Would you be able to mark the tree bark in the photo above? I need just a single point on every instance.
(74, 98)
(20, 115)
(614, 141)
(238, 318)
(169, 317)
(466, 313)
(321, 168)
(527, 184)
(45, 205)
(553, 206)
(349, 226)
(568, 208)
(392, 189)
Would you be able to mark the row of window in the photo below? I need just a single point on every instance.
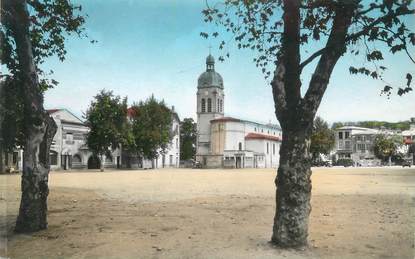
(346, 135)
(209, 105)
(262, 131)
(273, 148)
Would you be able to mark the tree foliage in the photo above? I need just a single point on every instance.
(151, 127)
(289, 35)
(50, 23)
(107, 119)
(385, 146)
(188, 133)
(322, 138)
(401, 125)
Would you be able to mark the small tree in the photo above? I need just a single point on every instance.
(151, 127)
(385, 146)
(27, 39)
(107, 120)
(322, 138)
(188, 133)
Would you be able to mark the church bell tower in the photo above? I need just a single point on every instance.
(210, 105)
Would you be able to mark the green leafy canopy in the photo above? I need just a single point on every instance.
(377, 28)
(107, 119)
(151, 127)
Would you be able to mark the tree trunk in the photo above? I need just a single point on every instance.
(1, 159)
(33, 205)
(293, 191)
(39, 126)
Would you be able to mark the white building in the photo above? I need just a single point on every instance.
(409, 135)
(69, 149)
(170, 158)
(226, 141)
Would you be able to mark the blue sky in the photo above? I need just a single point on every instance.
(153, 47)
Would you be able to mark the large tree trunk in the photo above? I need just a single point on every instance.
(33, 204)
(296, 114)
(2, 110)
(293, 191)
(39, 126)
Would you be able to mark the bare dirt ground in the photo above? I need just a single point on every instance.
(185, 213)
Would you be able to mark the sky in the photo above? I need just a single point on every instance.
(154, 47)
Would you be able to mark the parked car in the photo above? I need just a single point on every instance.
(346, 162)
(197, 164)
(407, 163)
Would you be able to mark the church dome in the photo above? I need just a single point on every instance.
(210, 78)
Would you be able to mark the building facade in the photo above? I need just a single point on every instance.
(170, 158)
(69, 149)
(226, 141)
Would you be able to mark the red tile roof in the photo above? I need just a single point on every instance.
(225, 119)
(261, 136)
(408, 141)
(130, 112)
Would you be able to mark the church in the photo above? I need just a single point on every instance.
(228, 142)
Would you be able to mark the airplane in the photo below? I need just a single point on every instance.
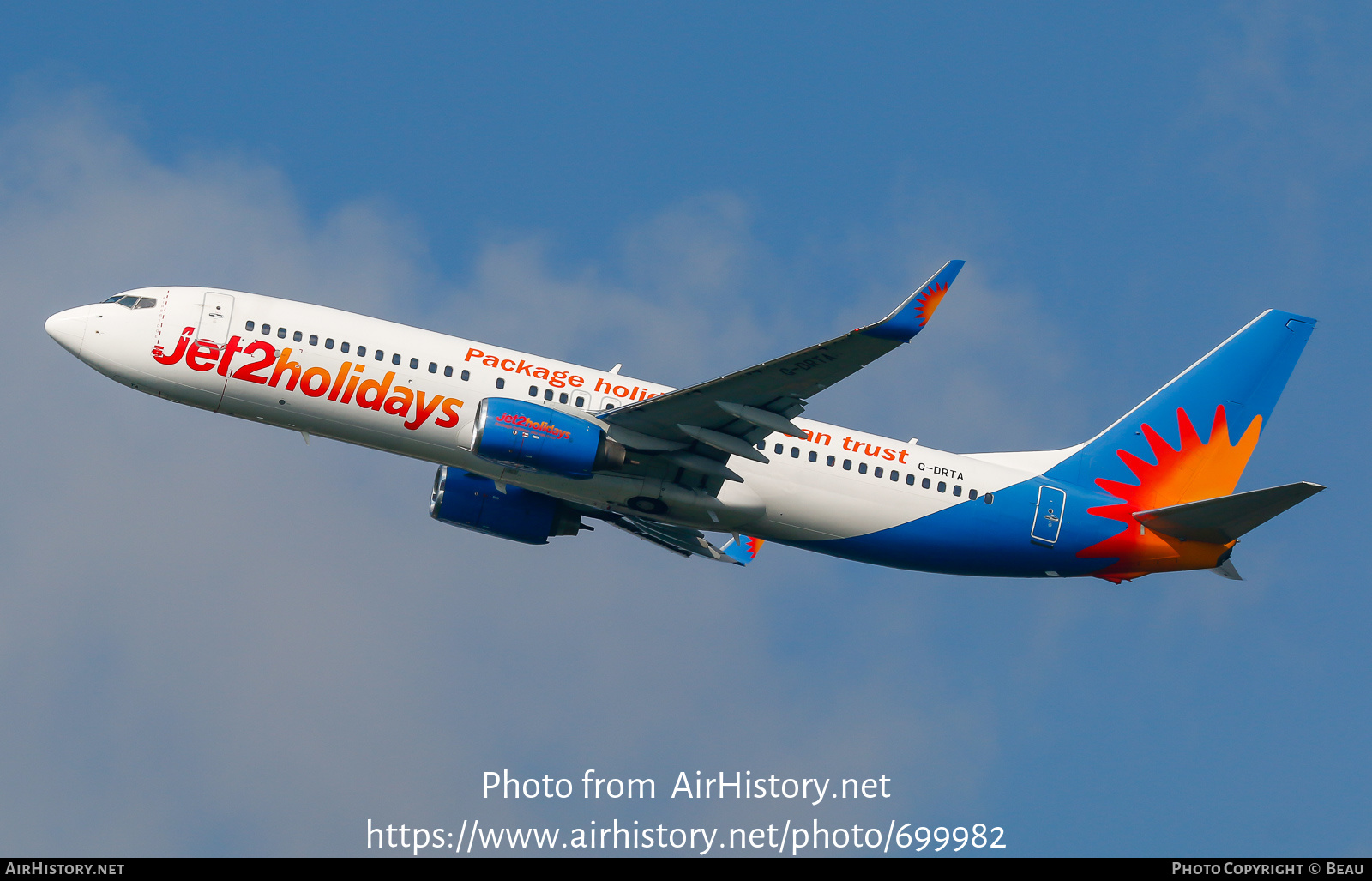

******************************

**Directions**
Please rewrite all the records above, changing "single point" to "single dot" everywhere and keeping everything else the same. Leave the pictures out of your answer.

**Expected answer**
Would you be able to mark the tree bark in the photo above? I need just a single dot on every instance.
(74, 98)
(20, 115)
(614, 141)
(238, 318)
(169, 317)
(466, 313)
(321, 168)
(527, 184)
(45, 205)
(553, 206)
(349, 226)
(568, 208)
(392, 189)
Would you be able to mark the row of window in the photo below? I need just a single dot on every instance.
(346, 135)
(209, 105)
(262, 131)
(273, 148)
Would you be able to mark the tree foliage in the photo above? I need just a single dot on every instance.
(151, 127)
(289, 35)
(50, 23)
(107, 119)
(385, 146)
(188, 133)
(322, 138)
(401, 125)
Would you be able to mark the small tree in the photo above? I need just a single dot on every instance.
(151, 127)
(385, 146)
(27, 39)
(107, 120)
(322, 138)
(188, 133)
Would you be able to mark the church bell tower in the photo above? I need just a single dot on every instance.
(210, 105)
Would you be able to mark the green leafy canopy in the photo above? I need just a single dot on every instance.
(377, 28)
(107, 119)
(151, 127)
Would you be able to mark the tree trunk in the photo above? I need just a single dot on every instance.
(1, 159)
(33, 205)
(293, 191)
(39, 126)
Would you be able to mark the white building in the photo above? I need just a single dot on every instance.
(409, 135)
(69, 149)
(170, 158)
(226, 141)
Would you be able to mark the blue sky in the photo above? I need just a single dot on every instance.
(153, 47)
Would you be able to mark the large tree trunk in the photo above? I need just a single dot on every instance.
(33, 204)
(296, 114)
(2, 110)
(293, 191)
(39, 126)
Would you be able to mark the bare dirt ground in the photo above? I need just a single dot on every instance.
(185, 213)
Would you be able to mark the sky in the photo above? I need just a single dot on every instance.
(154, 47)
Would you be able to mark the parked car in the photo above? I need just a single dot on every instance.
(346, 162)
(197, 164)
(407, 163)
Would you be able to mark the church dome in the photo above? I need just a single dot on every instance.
(210, 78)
Would you be able to mark the building facade in the photo above? I need just a single dot on every instance.
(170, 158)
(69, 149)
(226, 141)
Would you be able to mark the red tile roof in the photo above? I need just a single dot on every instance.
(225, 119)
(261, 136)
(408, 141)
(130, 112)
Would you be able to mark the church in the photo above? I need just a single dot on every instance.
(228, 142)
Would you be able to mark the airplane in the photo below? I need just a single dot on every instance.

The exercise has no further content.